**What needs to be done:** Only an exact reprint of all the data is acceptable.

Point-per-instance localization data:
+---+

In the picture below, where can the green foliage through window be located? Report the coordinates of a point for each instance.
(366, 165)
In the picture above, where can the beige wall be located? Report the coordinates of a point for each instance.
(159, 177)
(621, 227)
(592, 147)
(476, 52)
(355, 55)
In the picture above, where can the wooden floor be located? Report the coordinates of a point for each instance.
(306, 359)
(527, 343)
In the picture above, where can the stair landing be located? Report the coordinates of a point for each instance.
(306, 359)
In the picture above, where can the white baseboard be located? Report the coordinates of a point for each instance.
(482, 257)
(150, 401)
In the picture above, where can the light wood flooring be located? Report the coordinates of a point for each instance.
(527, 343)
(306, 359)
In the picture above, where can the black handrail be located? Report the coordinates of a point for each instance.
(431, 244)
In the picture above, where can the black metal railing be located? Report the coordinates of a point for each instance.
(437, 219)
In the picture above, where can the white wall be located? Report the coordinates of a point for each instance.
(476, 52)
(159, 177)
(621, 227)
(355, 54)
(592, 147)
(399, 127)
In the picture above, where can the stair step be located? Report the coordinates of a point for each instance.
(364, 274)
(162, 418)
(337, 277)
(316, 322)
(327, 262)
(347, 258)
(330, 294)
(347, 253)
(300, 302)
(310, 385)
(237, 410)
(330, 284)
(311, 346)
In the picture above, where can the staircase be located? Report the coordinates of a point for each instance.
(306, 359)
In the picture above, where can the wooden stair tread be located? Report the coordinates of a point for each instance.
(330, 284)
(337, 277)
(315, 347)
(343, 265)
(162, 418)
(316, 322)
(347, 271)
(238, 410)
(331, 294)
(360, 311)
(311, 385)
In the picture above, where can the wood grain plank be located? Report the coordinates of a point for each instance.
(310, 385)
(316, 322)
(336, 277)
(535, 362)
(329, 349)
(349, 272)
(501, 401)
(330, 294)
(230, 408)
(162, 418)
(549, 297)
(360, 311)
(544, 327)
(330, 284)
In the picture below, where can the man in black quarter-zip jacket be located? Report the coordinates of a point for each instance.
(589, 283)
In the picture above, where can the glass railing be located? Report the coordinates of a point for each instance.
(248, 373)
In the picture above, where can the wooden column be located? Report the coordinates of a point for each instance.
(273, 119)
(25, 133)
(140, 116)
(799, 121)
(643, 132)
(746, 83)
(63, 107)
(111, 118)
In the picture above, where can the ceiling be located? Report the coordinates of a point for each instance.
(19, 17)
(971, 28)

+---+

**Answer to this exercise:**
In the picture below, where can the green foliage through window be located? Report the coordinates of a point for each instance.
(366, 165)
In the picture above, where can the beige wall be located? Report the coordinates of a point for each instance.
(159, 177)
(621, 227)
(592, 147)
(476, 52)
(355, 55)
In the picture above, where can the wooden floor be located? Report the coordinates of a point for each instance.
(306, 359)
(527, 343)
In the picture above, where can the stair landing be located? Report the coordinates of a point for each instance.
(306, 359)
In the picture above, where can the white baseboard be located? Report the coordinates of a point for each instance.
(482, 257)
(150, 401)
In the picture above, where can the light wood flooring be located? Report the coordinates of a point for each instance.
(527, 343)
(306, 359)
In the picture above, where can the black handrail be located? Report the coordinates of a point for each instance.
(431, 244)
In the picture above, where can the black metal railing be located? Report the coordinates of a point for each instance.
(437, 219)
In the picture above, where can the white wall be located? Report the coordinates of a point for each instance.
(476, 52)
(159, 177)
(621, 227)
(355, 54)
(592, 147)
(399, 127)
In the picture above, where can the stair step be located? Report the coordinates of a point for each instance.
(364, 274)
(162, 418)
(337, 277)
(316, 322)
(327, 262)
(347, 258)
(330, 294)
(347, 253)
(300, 302)
(310, 385)
(237, 410)
(330, 284)
(311, 346)
In the picture above, where can the staircase be located? Report the coordinates of a point for each instance.
(306, 359)
In the picture above, where can the wooden stair tread be located? Report the coordinates of a point for each instance.
(330, 284)
(337, 277)
(315, 347)
(343, 265)
(162, 418)
(316, 322)
(347, 271)
(238, 410)
(331, 294)
(360, 311)
(311, 385)
In the picture above, where can the wood grain plank be located? Report the coordinates of a point for each instance.
(310, 385)
(316, 322)
(336, 277)
(535, 362)
(329, 349)
(349, 272)
(501, 401)
(330, 294)
(230, 408)
(162, 418)
(549, 297)
(360, 311)
(544, 327)
(330, 284)
In the picture below, where can the man in black quarter-zip jacket be located? Report the coordinates of a point for each instance.
(589, 283)
In the picture above, where can the glass railing be located? Report the coordinates of a point for each instance.
(248, 373)
In the picture above, where can the wooden column be located? Report the coordinates of a point for each instance.
(273, 119)
(25, 133)
(140, 116)
(799, 121)
(643, 132)
(746, 83)
(63, 107)
(111, 118)
In the picture above, where can the ceiling be located? Report the coordinates of a point for each instance.
(19, 17)
(971, 28)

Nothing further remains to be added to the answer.